Work to do: Write out the data below exactly as given, without any of its pictures.

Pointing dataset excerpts
########################################
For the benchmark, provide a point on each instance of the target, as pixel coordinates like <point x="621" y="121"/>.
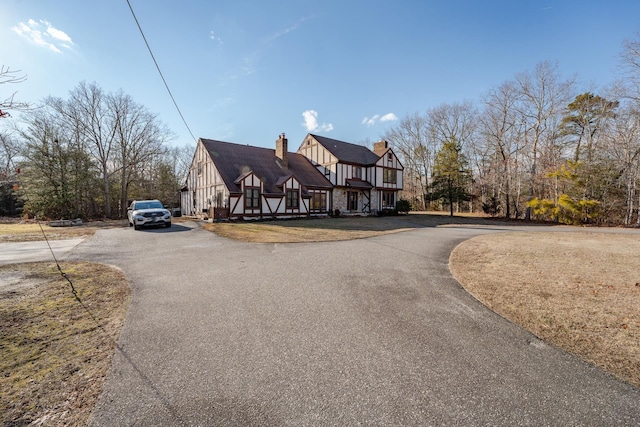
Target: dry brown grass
<point x="333" y="229"/>
<point x="306" y="230"/>
<point x="32" y="231"/>
<point x="580" y="291"/>
<point x="53" y="355"/>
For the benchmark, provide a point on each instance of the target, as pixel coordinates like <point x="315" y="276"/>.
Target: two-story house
<point x="241" y="181"/>
<point x="363" y="181"/>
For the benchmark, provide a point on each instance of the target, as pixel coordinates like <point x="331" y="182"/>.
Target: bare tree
<point x="631" y="66"/>
<point x="623" y="143"/>
<point x="543" y="97"/>
<point x="501" y="128"/>
<point x="139" y="138"/>
<point x="9" y="103"/>
<point x="410" y="140"/>
<point x="88" y="111"/>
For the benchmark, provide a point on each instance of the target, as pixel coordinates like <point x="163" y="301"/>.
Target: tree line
<point x="534" y="147"/>
<point x="87" y="156"/>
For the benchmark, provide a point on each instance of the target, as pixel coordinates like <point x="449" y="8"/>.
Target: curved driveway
<point x="364" y="332"/>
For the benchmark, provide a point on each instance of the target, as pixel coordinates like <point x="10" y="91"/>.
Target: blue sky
<point x="246" y="71"/>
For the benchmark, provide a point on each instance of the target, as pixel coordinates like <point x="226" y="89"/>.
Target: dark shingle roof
<point x="347" y="152"/>
<point x="234" y="160"/>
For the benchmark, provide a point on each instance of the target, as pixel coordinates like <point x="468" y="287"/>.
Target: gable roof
<point x="235" y="160"/>
<point x="347" y="152"/>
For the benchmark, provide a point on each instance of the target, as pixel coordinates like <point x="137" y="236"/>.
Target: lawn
<point x="579" y="291"/>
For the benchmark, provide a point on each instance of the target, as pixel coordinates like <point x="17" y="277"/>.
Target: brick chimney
<point x="380" y="146"/>
<point x="281" y="151"/>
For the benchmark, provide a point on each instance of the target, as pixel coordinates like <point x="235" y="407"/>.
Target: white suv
<point x="148" y="213"/>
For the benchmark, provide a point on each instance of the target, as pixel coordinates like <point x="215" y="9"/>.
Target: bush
<point x="403" y="206"/>
<point x="491" y="206"/>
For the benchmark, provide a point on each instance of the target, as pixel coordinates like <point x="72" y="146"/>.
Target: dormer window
<point x="357" y="172"/>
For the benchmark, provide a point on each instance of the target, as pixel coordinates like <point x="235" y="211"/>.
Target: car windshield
<point x="148" y="205"/>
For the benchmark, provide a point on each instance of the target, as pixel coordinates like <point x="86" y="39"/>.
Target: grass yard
<point x="54" y="357"/>
<point x="579" y="291"/>
<point x="14" y="231"/>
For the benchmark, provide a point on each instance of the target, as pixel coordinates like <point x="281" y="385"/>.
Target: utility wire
<point x="160" y="72"/>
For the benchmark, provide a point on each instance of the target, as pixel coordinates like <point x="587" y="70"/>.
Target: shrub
<point x="403" y="206"/>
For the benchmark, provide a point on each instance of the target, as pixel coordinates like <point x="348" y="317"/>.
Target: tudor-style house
<point x="242" y="181"/>
<point x="229" y="180"/>
<point x="364" y="181"/>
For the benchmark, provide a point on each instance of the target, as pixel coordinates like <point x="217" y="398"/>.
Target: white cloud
<point x="285" y="31"/>
<point x="44" y="34"/>
<point x="215" y="38"/>
<point x="370" y="121"/>
<point x="311" y="122"/>
<point x="389" y="117"/>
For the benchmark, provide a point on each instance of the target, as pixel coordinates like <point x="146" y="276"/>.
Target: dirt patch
<point x="55" y="352"/>
<point x="579" y="290"/>
<point x="14" y="231"/>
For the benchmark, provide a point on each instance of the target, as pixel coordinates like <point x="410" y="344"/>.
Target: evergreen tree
<point x="451" y="175"/>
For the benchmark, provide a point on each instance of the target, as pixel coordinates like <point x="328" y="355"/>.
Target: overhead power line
<point x="159" y="71"/>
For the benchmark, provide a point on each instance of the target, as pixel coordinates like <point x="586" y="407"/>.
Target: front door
<point x="352" y="201"/>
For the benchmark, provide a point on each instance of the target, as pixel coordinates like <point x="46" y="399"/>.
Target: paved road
<point x="365" y="332"/>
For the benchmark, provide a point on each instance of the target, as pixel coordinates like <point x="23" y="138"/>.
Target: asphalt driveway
<point x="364" y="332"/>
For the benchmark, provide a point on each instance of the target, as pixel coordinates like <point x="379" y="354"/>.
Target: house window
<point x="352" y="200"/>
<point x="388" y="200"/>
<point x="389" y="176"/>
<point x="319" y="201"/>
<point x="292" y="199"/>
<point x="252" y="198"/>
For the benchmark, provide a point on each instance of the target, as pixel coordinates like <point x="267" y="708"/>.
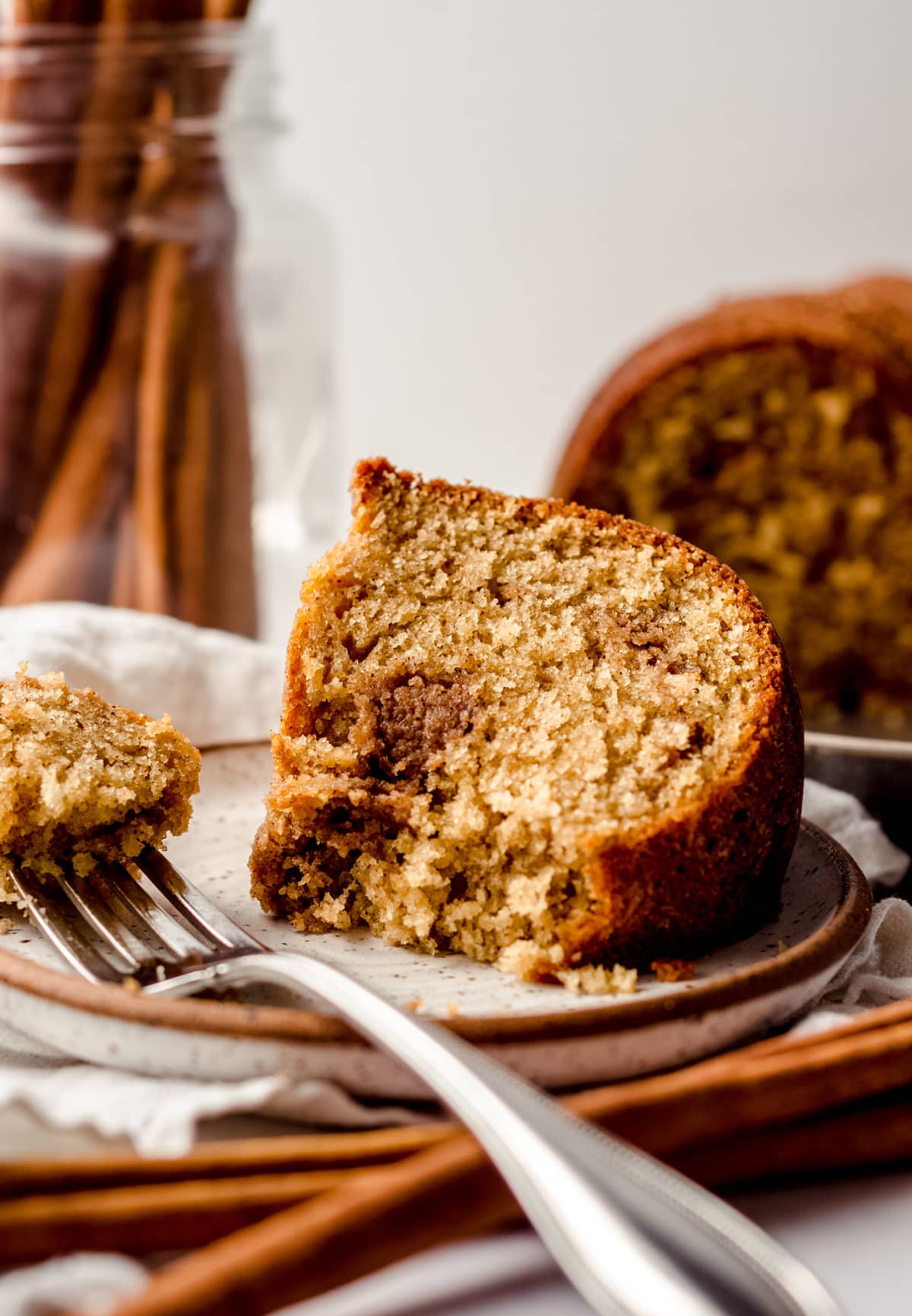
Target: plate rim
########################################
Written solution:
For the benchmark, provide a point on each instance of the target, as pixel coordinates like <point x="621" y="121"/>.
Target: dry brown grass
<point x="333" y="229"/>
<point x="306" y="230"/>
<point x="32" y="231"/>
<point x="580" y="291"/>
<point x="53" y="355"/>
For the benchmark, provide a point on each instance of the target, as pixel coordinates like <point x="315" y="276"/>.
Target: two-story house
<point x="241" y="181"/>
<point x="363" y="181"/>
For the benchmark, provide a point on each instance of the target, as pixel coordinates like <point x="331" y="182"/>.
Target: bare tree
<point x="631" y="66"/>
<point x="623" y="143"/>
<point x="543" y="97"/>
<point x="501" y="128"/>
<point x="139" y="138"/>
<point x="9" y="103"/>
<point x="410" y="140"/>
<point x="88" y="111"/>
For the benchmark, provide a point on each instance of the target, as pixel coordinates like <point x="163" y="301"/>.
Target: tree line
<point x="534" y="147"/>
<point x="87" y="156"/>
For the benchmark, provide a point on each instance of the target, as pixel coordinates like <point x="449" y="8"/>.
Target: curved driveway
<point x="364" y="332"/>
For the benchmark, provide a point on each instance of the target, as pixel coordinates like <point x="10" y="91"/>.
Target: blue sky
<point x="246" y="71"/>
For the benchmark, provide a point on each instance of the target, as pixel coordinates like <point x="226" y="89"/>.
Target: dark shingle roof
<point x="347" y="152"/>
<point x="234" y="160"/>
For the benchmark, provide a point on each instance of the target, as pixel coordinates like <point x="468" y="287"/>.
Target: gable roof
<point x="235" y="160"/>
<point x="347" y="152"/>
For the benchmark, provide a point on each instance of the target, as pixel coordinates like <point x="137" y="236"/>.
Target: lawn
<point x="579" y="291"/>
For the benchmark, provide a point on each instance of the target, as pixel coordinates like <point x="17" y="277"/>.
Target: brick chimney
<point x="380" y="146"/>
<point x="281" y="151"/>
For the benchmark, provide a point on each instance of the target, as pixel coordinates like <point x="235" y="407"/>.
Target: white suv
<point x="148" y="213"/>
For the benchmark, provide a point on each instance of the target, as pixel coordinates like <point x="215" y="9"/>.
Target: bush
<point x="403" y="206"/>
<point x="491" y="206"/>
For the benchmark, provide a point on each instance of the target, as pixel coordinates like <point x="72" y="146"/>.
Target: dormer window
<point x="357" y="172"/>
For the benchmark, provide a point on each instance of the target, as pixel coordinates like <point x="235" y="211"/>.
Target: car windshield
<point x="148" y="205"/>
For the benchmark, provide a point on each instance of the target, as pixel coordinates like <point x="86" y="39"/>.
Target: grass yard
<point x="54" y="357"/>
<point x="579" y="291"/>
<point x="14" y="231"/>
For the benchmark, provide a point on each instance of the target, as pixel coordinates like <point x="281" y="385"/>.
Target: utility wire
<point x="160" y="72"/>
For the benchmark, provide a point on each instance of the target, as pixel coordinates like <point x="587" y="70"/>.
Target: shrub
<point x="403" y="206"/>
For the benchmark, provide a point on each instance of the target, as pixel coordinates like <point x="348" y="317"/>.
Target: tudor-style house
<point x="242" y="181"/>
<point x="229" y="180"/>
<point x="364" y="181"/>
For the benchmark, provide a point on each instance of the target, as pixel coordinates like <point x="217" y="398"/>.
Target: white cloud
<point x="285" y="31"/>
<point x="44" y="34"/>
<point x="215" y="38"/>
<point x="370" y="121"/>
<point x="311" y="122"/>
<point x="389" y="117"/>
For the benchmark, provide a point on each instance of the target, as pixel coordinates like <point x="146" y="276"/>.
Target: dirt patch
<point x="55" y="352"/>
<point x="579" y="290"/>
<point x="14" y="231"/>
For the benchmark, provide a point on each instance of the target, as pixel coordinates like <point x="410" y="344"/>.
Target: evergreen tree
<point x="451" y="175"/>
For the benchmark, provide a point on each instance of the target, as pixel coordinates like <point x="328" y="355"/>.
Target: overhead power line
<point x="159" y="71"/>
For the benchmark, provide a point on each instance of the target, as pixel coordinates like <point x="586" y="407"/>.
Target: front door
<point x="352" y="201"/>
For the benchmark, provide a point on each instance of the target, as pixel coordinates like <point x="46" y="399"/>.
Target: paved road
<point x="365" y="332"/>
For the benchmark, provide a point on each instance of the target, as pixel coordinates like <point x="23" y="138"/>.
Target: asphalt driveway
<point x="364" y="332"/>
For the benchmark, provide a point on each instance of the target, as pixel coordinates like <point x="379" y="354"/>.
Target: house window
<point x="352" y="200"/>
<point x="388" y="200"/>
<point x="389" y="176"/>
<point x="319" y="201"/>
<point x="292" y="199"/>
<point x="252" y="198"/>
For the benchmark, provide a point on each instance of the target, as pixel coordinates like <point x="267" y="708"/>.
Target: plate rim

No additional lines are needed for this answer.